▸ TASK DIRECTIONS
Copy out, exactly as given, every line from the line with "Please pin the paved walkway" to the end of the listing, both of those lines included.

__________

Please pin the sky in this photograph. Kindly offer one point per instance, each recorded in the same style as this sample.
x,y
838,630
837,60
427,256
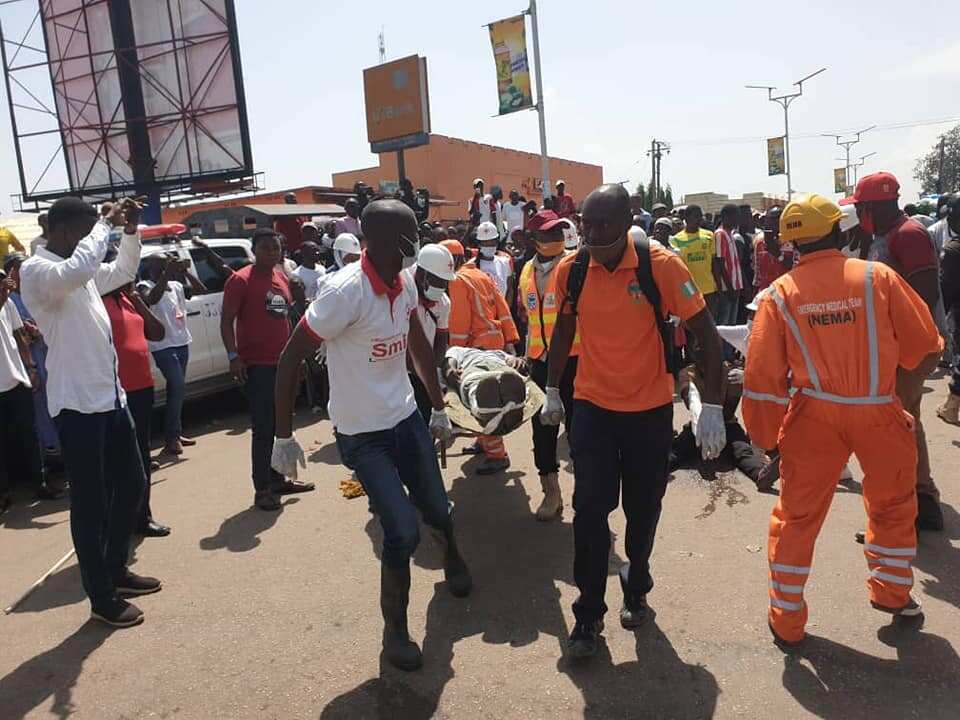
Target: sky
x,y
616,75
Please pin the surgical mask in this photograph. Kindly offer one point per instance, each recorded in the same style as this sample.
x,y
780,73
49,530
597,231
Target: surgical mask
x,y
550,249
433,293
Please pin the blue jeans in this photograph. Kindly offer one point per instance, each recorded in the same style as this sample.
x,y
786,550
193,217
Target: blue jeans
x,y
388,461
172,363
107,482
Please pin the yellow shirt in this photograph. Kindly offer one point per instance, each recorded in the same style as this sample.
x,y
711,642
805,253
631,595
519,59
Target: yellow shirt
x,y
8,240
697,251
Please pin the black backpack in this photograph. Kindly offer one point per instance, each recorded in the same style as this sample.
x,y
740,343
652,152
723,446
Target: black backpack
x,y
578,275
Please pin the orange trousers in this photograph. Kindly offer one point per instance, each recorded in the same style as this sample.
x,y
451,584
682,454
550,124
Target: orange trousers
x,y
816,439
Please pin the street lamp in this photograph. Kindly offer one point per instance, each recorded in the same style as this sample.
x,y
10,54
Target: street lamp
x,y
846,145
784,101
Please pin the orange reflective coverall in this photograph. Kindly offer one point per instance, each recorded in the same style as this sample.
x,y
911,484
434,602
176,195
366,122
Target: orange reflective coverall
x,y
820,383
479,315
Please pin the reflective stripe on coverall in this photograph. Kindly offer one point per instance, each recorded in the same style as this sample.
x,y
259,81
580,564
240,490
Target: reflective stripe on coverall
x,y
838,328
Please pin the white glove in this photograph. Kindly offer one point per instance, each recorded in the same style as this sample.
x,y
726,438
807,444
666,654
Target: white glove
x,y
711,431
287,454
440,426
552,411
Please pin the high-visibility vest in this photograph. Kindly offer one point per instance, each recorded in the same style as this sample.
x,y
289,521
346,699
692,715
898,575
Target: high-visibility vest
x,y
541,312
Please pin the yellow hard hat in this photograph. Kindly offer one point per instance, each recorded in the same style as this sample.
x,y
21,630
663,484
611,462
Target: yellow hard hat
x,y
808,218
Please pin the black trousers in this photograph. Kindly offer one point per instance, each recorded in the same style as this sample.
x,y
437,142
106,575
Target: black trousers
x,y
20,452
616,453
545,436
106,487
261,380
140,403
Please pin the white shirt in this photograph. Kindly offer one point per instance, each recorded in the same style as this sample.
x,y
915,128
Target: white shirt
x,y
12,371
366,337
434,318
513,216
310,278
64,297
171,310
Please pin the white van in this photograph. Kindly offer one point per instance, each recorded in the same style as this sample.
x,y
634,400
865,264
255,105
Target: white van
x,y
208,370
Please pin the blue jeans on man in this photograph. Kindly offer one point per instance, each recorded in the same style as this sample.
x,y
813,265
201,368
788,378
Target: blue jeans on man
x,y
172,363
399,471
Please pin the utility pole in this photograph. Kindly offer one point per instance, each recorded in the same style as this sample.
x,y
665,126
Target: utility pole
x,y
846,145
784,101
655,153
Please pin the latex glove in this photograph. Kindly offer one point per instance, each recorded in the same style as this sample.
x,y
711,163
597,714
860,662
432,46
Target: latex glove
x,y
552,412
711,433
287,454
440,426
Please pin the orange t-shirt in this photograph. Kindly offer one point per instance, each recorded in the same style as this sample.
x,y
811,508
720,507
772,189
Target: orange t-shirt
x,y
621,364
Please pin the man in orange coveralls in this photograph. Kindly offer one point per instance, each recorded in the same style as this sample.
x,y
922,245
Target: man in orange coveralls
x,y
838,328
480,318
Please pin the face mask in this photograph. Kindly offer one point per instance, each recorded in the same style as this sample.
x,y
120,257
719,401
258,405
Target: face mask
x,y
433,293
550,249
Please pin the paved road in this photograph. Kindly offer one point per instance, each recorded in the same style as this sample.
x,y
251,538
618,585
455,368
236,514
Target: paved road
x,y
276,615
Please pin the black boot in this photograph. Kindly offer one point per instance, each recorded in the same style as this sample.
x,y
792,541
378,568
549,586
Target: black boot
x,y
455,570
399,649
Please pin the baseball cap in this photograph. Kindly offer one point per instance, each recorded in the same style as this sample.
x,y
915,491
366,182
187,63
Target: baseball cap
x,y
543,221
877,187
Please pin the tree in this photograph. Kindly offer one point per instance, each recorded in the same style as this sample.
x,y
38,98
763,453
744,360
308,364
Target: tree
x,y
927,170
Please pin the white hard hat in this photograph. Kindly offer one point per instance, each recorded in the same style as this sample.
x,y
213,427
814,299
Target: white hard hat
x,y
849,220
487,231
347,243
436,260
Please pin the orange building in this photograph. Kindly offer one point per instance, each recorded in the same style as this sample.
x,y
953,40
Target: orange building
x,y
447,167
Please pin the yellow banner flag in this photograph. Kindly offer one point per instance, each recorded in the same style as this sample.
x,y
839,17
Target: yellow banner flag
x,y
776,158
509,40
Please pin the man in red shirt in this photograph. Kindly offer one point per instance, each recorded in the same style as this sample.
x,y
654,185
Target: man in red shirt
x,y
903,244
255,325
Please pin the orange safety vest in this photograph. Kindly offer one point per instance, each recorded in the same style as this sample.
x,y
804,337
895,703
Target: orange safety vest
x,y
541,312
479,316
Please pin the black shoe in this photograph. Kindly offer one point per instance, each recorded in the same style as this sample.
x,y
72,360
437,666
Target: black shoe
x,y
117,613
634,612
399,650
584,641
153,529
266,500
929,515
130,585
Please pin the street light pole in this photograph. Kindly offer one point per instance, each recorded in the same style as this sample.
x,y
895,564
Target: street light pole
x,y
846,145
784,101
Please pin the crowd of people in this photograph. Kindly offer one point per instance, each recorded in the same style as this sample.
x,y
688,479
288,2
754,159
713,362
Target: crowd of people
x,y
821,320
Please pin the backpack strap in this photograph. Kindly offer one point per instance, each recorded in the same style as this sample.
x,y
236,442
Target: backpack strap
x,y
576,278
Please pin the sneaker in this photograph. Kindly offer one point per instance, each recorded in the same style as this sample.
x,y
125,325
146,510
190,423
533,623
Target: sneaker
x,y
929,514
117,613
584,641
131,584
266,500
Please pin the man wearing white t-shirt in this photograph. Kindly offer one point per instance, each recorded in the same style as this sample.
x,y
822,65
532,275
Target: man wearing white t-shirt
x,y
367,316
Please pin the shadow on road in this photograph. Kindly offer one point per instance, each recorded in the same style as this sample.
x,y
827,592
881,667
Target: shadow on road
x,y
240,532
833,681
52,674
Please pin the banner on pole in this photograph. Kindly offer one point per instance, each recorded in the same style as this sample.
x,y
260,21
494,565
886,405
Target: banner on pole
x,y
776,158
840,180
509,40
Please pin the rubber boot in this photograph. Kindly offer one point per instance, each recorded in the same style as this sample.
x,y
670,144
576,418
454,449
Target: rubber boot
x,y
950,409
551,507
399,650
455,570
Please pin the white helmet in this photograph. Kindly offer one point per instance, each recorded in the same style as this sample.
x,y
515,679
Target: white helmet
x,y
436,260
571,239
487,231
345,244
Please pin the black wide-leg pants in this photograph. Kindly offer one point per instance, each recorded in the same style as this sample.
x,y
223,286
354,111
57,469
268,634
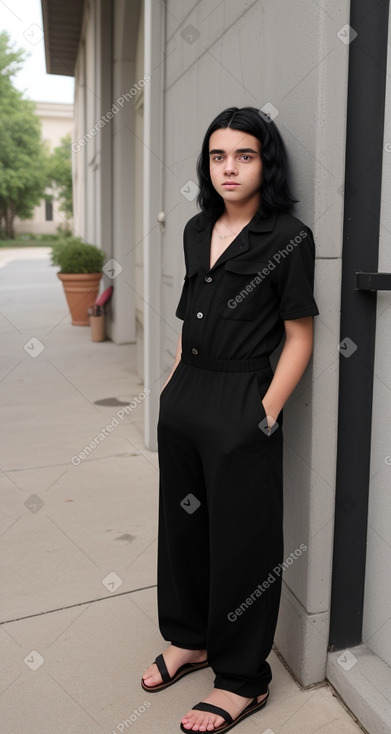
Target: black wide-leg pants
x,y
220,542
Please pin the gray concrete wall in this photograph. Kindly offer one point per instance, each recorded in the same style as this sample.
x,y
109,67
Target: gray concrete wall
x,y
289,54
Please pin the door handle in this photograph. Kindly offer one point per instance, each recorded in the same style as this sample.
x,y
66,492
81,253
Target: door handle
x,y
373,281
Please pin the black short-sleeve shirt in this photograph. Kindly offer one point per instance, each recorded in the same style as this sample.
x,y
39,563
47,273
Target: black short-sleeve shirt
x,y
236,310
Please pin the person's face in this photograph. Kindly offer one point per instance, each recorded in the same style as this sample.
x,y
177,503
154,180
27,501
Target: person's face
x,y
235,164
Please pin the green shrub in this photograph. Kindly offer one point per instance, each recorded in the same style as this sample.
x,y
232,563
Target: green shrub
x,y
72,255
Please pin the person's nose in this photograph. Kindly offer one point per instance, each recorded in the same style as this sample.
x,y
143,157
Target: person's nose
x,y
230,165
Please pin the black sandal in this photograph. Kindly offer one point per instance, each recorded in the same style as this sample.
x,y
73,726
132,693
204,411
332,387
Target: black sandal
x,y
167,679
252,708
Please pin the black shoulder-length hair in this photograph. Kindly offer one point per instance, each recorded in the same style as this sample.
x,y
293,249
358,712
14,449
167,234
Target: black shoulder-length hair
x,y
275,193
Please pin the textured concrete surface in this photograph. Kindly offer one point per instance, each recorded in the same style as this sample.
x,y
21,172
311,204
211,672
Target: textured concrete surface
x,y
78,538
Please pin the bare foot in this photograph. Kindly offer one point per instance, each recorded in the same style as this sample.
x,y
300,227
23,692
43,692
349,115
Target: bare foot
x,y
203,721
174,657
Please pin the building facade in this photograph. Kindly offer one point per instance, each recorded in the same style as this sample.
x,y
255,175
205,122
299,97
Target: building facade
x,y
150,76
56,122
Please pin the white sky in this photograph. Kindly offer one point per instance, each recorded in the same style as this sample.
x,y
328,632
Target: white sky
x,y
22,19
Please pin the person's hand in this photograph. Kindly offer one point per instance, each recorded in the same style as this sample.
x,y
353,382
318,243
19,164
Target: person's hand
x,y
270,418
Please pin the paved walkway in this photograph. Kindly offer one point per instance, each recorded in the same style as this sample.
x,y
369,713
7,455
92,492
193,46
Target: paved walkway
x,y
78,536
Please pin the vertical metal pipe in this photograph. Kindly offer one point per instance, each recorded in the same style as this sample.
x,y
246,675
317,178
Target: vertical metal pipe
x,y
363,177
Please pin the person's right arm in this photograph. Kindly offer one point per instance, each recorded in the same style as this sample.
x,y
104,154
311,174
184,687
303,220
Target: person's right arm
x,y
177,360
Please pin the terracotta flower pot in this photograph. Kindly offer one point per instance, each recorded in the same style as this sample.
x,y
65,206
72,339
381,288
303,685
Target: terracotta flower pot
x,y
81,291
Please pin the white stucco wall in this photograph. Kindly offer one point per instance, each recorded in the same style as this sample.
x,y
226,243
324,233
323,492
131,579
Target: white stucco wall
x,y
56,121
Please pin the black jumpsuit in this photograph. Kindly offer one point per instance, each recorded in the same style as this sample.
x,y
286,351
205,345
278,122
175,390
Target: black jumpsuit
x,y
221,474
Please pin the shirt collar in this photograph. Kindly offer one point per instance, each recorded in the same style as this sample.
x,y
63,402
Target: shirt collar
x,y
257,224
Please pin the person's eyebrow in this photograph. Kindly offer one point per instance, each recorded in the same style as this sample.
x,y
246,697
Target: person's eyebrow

__________

▸ EXERCISE SOLUTION
Please pin the paved walkway in this photograph. Kindly offer one point per instance, each recorded in the same style as this sample.
x,y
369,713
7,455
92,492
193,46
Target: paved walkway
x,y
78,536
Please pin the vertical metal pipe in this photograph. Kindly offer one point per instance, each recorded in the same style as this sample.
x,y
246,675
317,178
Target: vertical metal pipe
x,y
363,177
Please pin the person's right arm in this photograph. Kindly offer one point per instance, each recorded in the same style as this sample.
x,y
104,154
311,174
184,687
303,220
Target: person's right arm
x,y
177,360
Please pin the terracotta flower pot in this photograph. Kindly offer one point per instance, each recorded in the same style as this sample.
x,y
65,206
72,339
381,288
303,685
Target: terracotta flower pot
x,y
81,291
Please pin the white stucco wall in this photograph. Kindly offer one point per instance, each recorded in the same style as this sample.
x,y
226,243
324,233
323,492
131,579
Target: white stucco wall
x,y
56,121
Please pin the black jumpsuit in this photograph. Kindly offer one point per instance, each recorded in the same style as this sample.
x,y
286,351
205,345
278,122
175,390
Target: black jumpsuit
x,y
221,474
Please pin the shirt collar in this photograph. Kindly offer one point per instance, each recorded in the same style as this sample.
x,y
63,402
Target: shirt collar
x,y
257,224
Please pin the person's eyebrow in this photograph. Kindly offer one point per instance, each recorded in the same style as this sample.
x,y
246,697
Target: person's eyebrow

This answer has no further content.